→ **EXERCISE OBJECTIVE**
Take the material below and retype it in full; pictures are left out.

Point annotation dataset records
• • • •
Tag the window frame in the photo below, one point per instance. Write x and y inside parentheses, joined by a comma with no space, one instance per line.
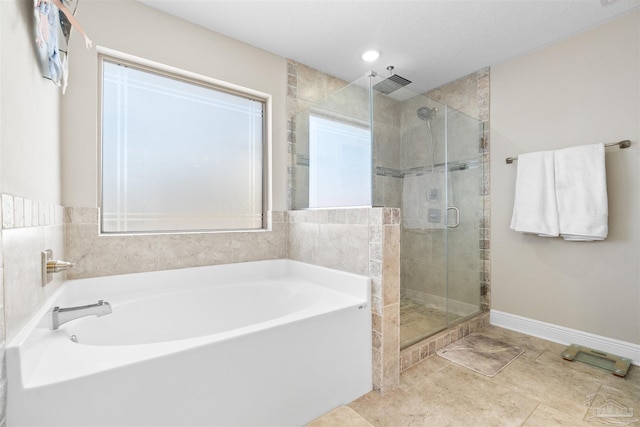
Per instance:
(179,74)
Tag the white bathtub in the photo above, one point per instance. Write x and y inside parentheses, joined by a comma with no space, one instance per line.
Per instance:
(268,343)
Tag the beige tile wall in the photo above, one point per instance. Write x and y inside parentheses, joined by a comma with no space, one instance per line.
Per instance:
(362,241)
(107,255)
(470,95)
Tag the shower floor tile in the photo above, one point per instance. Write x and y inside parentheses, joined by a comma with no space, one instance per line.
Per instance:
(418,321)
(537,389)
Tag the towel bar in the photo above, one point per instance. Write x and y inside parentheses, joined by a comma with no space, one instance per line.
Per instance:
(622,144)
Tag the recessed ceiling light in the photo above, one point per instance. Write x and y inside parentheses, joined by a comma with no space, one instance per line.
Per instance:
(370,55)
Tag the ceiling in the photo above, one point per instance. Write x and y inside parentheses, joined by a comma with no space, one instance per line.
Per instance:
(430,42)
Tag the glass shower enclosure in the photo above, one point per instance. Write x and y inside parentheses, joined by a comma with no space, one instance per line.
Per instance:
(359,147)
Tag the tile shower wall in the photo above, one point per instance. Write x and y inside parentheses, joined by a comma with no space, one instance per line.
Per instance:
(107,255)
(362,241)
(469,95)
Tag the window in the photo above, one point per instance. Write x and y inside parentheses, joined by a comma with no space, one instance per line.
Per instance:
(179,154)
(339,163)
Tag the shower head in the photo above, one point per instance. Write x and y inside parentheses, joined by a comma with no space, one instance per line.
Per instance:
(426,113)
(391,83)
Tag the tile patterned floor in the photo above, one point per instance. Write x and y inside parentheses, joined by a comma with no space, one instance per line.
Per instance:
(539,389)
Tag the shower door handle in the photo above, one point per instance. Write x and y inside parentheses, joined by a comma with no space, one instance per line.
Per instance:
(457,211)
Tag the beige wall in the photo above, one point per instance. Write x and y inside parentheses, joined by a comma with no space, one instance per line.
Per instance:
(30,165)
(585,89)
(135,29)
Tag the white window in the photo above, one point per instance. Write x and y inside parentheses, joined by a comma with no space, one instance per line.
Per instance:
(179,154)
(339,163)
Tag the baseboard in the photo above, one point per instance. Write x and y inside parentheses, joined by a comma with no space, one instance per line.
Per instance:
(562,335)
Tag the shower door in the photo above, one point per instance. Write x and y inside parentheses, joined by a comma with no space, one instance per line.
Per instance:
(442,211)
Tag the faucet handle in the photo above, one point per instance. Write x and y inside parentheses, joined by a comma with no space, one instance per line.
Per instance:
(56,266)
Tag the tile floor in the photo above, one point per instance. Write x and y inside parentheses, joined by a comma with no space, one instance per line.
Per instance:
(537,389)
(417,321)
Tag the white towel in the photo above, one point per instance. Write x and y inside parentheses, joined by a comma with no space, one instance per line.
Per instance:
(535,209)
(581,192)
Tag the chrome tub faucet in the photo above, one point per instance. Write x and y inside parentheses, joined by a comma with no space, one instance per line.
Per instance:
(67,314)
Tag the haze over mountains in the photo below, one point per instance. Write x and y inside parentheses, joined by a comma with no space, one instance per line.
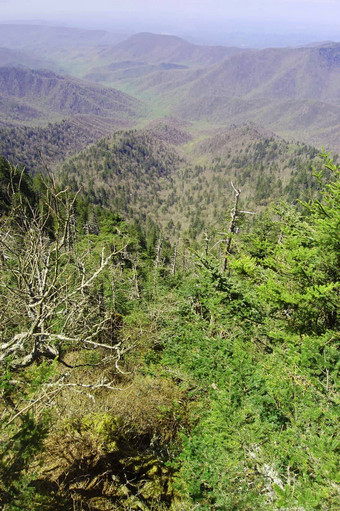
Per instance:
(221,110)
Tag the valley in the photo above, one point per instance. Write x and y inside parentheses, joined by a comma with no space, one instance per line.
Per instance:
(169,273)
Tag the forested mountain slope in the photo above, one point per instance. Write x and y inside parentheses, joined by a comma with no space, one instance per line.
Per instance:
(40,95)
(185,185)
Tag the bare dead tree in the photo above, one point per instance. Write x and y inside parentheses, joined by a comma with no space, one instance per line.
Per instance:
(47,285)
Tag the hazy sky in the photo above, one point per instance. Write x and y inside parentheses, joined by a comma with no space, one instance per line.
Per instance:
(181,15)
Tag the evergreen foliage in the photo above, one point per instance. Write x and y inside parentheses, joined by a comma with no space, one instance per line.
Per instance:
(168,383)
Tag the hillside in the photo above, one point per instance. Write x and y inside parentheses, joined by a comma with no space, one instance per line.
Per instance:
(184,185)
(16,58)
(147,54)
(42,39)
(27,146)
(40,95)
• • • •
→ **OUTPUT**
Tag the window frame in the photo below, one point per instance. Write x and y inside parentheses, joined by a comma with no space, one instance per line.
Per instance:
(179,74)
Tag the white bathtub in the photo above, one point per instance. Write x and y inside parentheses, joined by a comma with no space, one instance per line.
Per instance:
(268,343)
Tag the beige tile wall in the photo above, one point per instance. Write x and y inside parentheses, joined by a comma with no space, one instance per line.
Per instance:
(362,241)
(107,255)
(470,95)
Tag the shower floor tile in the photo above, one point per instance. Write x and y inside parentheses, joined by a comma with no space, one instance per line.
Per instance:
(418,321)
(537,389)
Tag the towel bar in the photo above, one point per instance. Write x and y inside parentheses, joined by a comma with no space, one instance per line.
Per instance:
(622,144)
Tag the recessed ceiling light in the photo above, one point per instance. Write x and y inside parentheses, joined by a comma with no space, one instance per line.
Per instance:
(370,55)
Tag the ceiling in the photo above, one point per instance. Write x and y inside parentheses, joined by a comma with no space, one instance per line.
Per instance:
(430,42)
Tag the glass shower enclosure in the photo above, one point per instance. Write x and y inside parentheses, joined by a comma with no space, one instance per line.
Per instance:
(359,147)
Tag the tile shower wall in the photo above, one point per instance. Write x and y inside parentheses, joined by a comma with no space, one instance per line.
Per instance:
(107,255)
(362,241)
(469,95)
Tag the window in the photo above, one point per instance. Write x and y inside parentheses, joined by a comma with no space, one instance per line.
Per instance:
(179,154)
(339,163)
Tag the shower head in the photo above, one point per instance. Write x and y inside parentheses, joined by a comma with no space, one instance per line.
Per instance:
(426,113)
(391,83)
Tag the tile patterned floor in the photo above, one point per instance. Write x and y inside parentheses, joined by a comma with no space, one instance per line.
Per instance:
(539,389)
Tag the shower door handle in the photo above, one point per instance. Write x and y inside parentheses, joined by a comma with no space, one instance per line.
Per instance:
(457,211)
Tag the beige wall in the photo above, one point per instance. Write x and y inside parentheses, joined by a comma with no space, one instance per line.
Per instance:
(30,165)
(585,89)
(135,29)
Tag the white window in the photo above, one point per instance. Write x and y inside parentheses, joined by a comma with no space, one instance per line.
Per instance:
(179,154)
(339,163)
Tag the baseboard in the photo above, one point per instance. Write x and y inside parentheses, joined by a comma with no space, one instance per line.
Per instance:
(562,335)
Tag the shower door in the photo above, one point per instance. Write x and y inside parentheses, joined by a comma with no space, one instance per line.
Per instance:
(442,211)
Tag the faucet handle in the photo above, one point per instance. Write x and y inside parentheses, joined by a comma with no space, one instance per line.
Per instance:
(56,266)
Tag the tile floor in the photo above, one point per instance. Write x and y inside parentheses, joined by a comma with no space, one instance per line.
Per instance:
(537,389)
(417,321)
Tag the white towel in the photo above, one point per instance. Write x and y inside parentheses, joined by a comma with no space, one instance per line.
Per instance:
(535,209)
(581,192)
Tag the chrome tub faucet in the photo above, one point per instance. Write x and y inside parentheses, joined by a comma with no space, one instance per line.
Per instance:
(67,314)
Tag the haze over mountains in the photo below, one point per instance. Write x and y inside parentheses, joined by a comma with no space, one instance per line.
Per instance:
(221,110)
Tag the valley in the photo above, one point per instance. Write x and y inside parentheses, joined by a comma with no space, one instance per line.
Per instance:
(169,273)
Tag the forested mountain slope in the photo above, one point per instance. Write x and y inside parentheses, joined by a comma with no space, one instance per line.
Per instance:
(40,95)
(185,185)
Tag the bare dead tree in the photo above, one point per instance. Write x and y inside parentheses, joined by a comma with no space, one instance per line.
Per instance:
(47,285)
Tag the hazy sky in the photo above, one point per instance. Write x and y inside parentheses, joined by a comma with no space, one instance per line.
Per instance:
(181,15)
Tag the evergreen foliage in the photo above, one point per instance. Write x and y inside parentheses, joined by a comma with no space, one instance per line.
Per instance:
(168,383)
Tag the hillside in the photo above, one point per instance. Write x and y inside parentheses, joined by a comma with no space, one instance per line.
Per instance:
(184,185)
(16,58)
(147,54)
(42,39)
(27,146)
(40,95)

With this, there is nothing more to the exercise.